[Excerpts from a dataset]
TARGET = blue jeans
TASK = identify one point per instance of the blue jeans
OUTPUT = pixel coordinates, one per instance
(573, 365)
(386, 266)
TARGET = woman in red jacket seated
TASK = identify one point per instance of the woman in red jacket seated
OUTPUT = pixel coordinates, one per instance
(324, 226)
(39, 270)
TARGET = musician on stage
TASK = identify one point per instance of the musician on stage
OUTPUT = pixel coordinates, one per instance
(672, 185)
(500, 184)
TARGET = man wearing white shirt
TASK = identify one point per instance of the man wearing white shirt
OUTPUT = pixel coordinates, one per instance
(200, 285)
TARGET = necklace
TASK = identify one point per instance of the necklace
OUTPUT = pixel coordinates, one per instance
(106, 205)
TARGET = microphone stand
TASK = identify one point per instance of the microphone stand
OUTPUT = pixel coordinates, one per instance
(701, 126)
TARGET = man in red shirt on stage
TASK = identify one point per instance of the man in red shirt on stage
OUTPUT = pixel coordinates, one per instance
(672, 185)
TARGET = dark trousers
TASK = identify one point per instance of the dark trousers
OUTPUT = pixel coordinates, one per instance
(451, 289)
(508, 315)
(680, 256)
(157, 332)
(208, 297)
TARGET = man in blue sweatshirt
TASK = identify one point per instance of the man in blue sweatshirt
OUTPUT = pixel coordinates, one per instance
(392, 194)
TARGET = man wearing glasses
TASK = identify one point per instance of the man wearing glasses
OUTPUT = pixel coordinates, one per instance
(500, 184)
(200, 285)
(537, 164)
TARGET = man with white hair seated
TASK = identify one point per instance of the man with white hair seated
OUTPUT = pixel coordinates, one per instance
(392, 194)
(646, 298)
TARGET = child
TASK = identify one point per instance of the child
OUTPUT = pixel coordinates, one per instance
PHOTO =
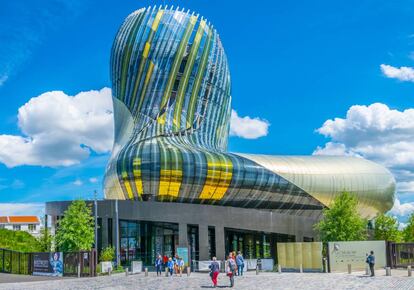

> Try it: Look through the data and gather every line with the string "jeans" in it.

> Solution:
TARGET = blue jeans
TASK = identify one point per instance of the blue jeans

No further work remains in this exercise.